-- Instruction --
Convert the lines below, from the one containing "Where can you spot the hat" through the last line, into a Markdown table with the columns Row and Line. Give each row a number and leave out any blank lines.

-- Supplied material --
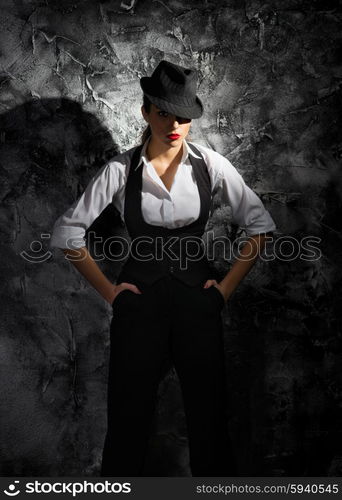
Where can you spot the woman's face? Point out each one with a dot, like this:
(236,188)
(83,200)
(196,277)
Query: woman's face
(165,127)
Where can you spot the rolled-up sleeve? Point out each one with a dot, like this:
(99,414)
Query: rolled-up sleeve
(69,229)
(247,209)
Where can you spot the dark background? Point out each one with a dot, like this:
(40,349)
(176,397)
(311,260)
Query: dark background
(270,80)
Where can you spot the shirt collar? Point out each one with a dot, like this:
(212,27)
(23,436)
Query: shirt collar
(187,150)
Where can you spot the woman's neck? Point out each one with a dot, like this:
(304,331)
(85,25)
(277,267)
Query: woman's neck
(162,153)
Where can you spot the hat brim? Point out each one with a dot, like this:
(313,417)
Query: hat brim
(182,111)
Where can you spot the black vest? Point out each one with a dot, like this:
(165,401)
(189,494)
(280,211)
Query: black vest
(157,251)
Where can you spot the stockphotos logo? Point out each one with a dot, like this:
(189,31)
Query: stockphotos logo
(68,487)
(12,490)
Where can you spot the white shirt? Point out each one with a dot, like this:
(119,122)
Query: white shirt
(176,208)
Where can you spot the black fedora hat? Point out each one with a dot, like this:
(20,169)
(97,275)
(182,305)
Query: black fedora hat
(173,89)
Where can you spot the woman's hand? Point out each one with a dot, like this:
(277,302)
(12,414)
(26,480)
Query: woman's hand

-- Exercise output --
| Row | Line |
|---|---|
| 1 | Where can you spot the hat brim? Point out each one with a dot, like this: |
| 2 | (313,417) |
| 3 | Query: hat brim |
| 4 | (182,111) |
| 5 | Where can you spot the black vest? Point out each one with a dot, like this: |
| 6 | (165,401) |
| 7 | (189,494) |
| 8 | (280,211) |
| 9 | Query: black vest |
| 10 | (157,251) |
| 11 | Where can you spot the stockphotos logo? Point out each one with a dot, like this: |
| 12 | (189,31) |
| 13 | Query: stockphotos logo |
| 14 | (68,487) |
| 15 | (12,490) |
| 16 | Where can you spot the white shirt? Point out each one with a dot, like this: |
| 17 | (119,122) |
| 18 | Query: white shirt |
| 19 | (176,208) |
| 20 | Where can you spot the black fedora hat? Point out each one with a dot, like this: |
| 21 | (20,169) |
| 22 | (97,275) |
| 23 | (182,305) |
| 24 | Query: black fedora hat |
| 25 | (173,89) |
| 26 | Where can you spot the woman's hand? Point out each one with a dot, like this: |
| 27 | (277,302) |
| 28 | (12,414) |
| 29 | (26,480) |
| 30 | Query: woman's hand |